[Referring expression data]
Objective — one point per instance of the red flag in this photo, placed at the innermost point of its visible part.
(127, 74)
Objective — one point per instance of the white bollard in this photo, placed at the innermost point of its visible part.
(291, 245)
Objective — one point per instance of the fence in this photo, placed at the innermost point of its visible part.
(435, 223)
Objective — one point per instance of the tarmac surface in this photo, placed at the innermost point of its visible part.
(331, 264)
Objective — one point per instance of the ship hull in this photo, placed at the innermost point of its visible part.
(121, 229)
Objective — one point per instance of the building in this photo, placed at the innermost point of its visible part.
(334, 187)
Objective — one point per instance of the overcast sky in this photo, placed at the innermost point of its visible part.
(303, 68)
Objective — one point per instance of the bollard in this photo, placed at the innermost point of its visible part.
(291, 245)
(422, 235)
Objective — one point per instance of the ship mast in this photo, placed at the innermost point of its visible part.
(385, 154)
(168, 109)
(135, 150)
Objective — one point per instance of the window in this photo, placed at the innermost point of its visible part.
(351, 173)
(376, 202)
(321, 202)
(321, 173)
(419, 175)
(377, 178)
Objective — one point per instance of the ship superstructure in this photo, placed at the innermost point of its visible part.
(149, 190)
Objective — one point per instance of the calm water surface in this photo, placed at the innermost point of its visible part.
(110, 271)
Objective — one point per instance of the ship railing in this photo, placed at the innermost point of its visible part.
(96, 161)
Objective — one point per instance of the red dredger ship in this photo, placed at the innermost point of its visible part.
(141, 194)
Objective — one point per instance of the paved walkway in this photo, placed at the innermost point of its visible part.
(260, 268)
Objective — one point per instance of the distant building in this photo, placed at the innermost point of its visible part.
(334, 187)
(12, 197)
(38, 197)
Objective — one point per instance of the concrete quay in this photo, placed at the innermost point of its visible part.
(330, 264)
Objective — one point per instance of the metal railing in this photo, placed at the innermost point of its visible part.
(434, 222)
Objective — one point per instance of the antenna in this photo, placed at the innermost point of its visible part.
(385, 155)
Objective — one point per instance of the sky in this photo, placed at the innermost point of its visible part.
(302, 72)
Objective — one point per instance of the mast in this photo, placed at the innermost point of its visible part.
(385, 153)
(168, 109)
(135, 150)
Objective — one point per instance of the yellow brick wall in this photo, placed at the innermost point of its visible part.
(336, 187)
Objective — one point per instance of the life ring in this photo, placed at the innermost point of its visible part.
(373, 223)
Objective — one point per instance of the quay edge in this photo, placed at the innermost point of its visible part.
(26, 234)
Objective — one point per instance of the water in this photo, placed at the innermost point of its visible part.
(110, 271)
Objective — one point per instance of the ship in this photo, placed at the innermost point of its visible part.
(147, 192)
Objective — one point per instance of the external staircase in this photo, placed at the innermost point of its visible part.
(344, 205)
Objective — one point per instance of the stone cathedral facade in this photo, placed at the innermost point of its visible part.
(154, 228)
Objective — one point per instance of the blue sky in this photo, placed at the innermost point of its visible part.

WHAT YOU NEED TO DO = Retype all of the data exactly, so that nothing differs from what is given.

REPLY TO THE TASK =
Objective — one point per instance of the red flag in this photo, placed at the innermost point of its visible part.
(127, 74)
Objective — one point per instance of the white bollard in this photo, placed at the innermost point of its visible part.
(291, 245)
Objective — one point per instance of the fence in this photo, placed at the innermost point of its visible part.
(435, 223)
Objective — one point per instance of the tarmac surface in this photo, placed at the innermost point of its visible part.
(331, 264)
Objective — one point per instance of the ship hull in this photo, placed at the innermost point of its visible part.
(121, 229)
Objective — one point per instance of the building in this photo, placed at the innermost point of its visible part.
(334, 187)
Objective — one point per instance of the overcast sky in this photo, placed at the innermost point of its visible part.
(303, 68)
Objective — one point per instance of the bollard in this photo, placed at the innermost point of its visible part.
(291, 245)
(422, 235)
Objective — one point per instance of the ship mast in this photo, placed at the innermost point of its visible part.
(385, 154)
(168, 109)
(135, 150)
Objective — one point per instance of the window in this photo, placed at the innermost point of its visible part.
(351, 173)
(376, 202)
(321, 202)
(321, 173)
(419, 175)
(377, 178)
Objective — one point per instance of the ship superstructure in this photo, placed at the innermost point of its visible part.
(149, 190)
Objective — one point per instance of the calm water surface in this photo, placed at the innermost point of its visible part.
(110, 271)
Objective — one point per instance of the ship railing in this photo, placed at the innermost point of its visible part.
(96, 161)
Objective — one point per instance of the red dredger ship in this photo, placed at the innermost point of its visible part.
(141, 194)
Objective — one point per instance of the paved walkway in this photo, placed at the innermost point of its visible part.
(260, 268)
Objective — one point per instance of the distant building in this photo, placed at the innermost point of its visible part.
(334, 187)
(12, 197)
(38, 197)
Objective — one point per instance of the concrete quay in this photo, placed at the innermost point of its visible part.
(330, 264)
Objective — one point per instance of the metal railing in this photo, placed at the innermost point of its visible part.
(434, 222)
Objective — one point per instance of the antenna in this photo, placed at the innermost point of its visible part.
(385, 155)
Objective — one point per instance of the sky in this photo, placed at the innermost point of its visible part.
(302, 72)
Objective — one point per instance of the mast in this photo, placed at the innermost point of its visible part.
(385, 153)
(168, 109)
(135, 150)
Objective — one point per instance of the yellow brick wall in this photo, placed at the innermost point of its visible part.
(336, 187)
Objective — one point per instance of the life ring in this photo, placed at the innermost point of its visible part.
(373, 223)
Objective — one point per instance of the quay edge in this photo, placed at the innermost point of its visible part.
(26, 234)
Objective — one point per instance of the water in this photo, placed at the innermost point of its visible part.
(110, 271)
Objective — one point per instance of the ship in this photo, placed at the innermost point of its visible part.
(147, 192)
Objective — one point per instance of the external staircase in this photo, placed at the innermost point of its visible part.
(344, 205)
Objective — one point per instance of the stone cathedral facade in this photo, placed at the innermost point of its visible part.
(154, 228)
Objective — one point per instance of the blue sky in this photo, placed at the innermost point of its visible part.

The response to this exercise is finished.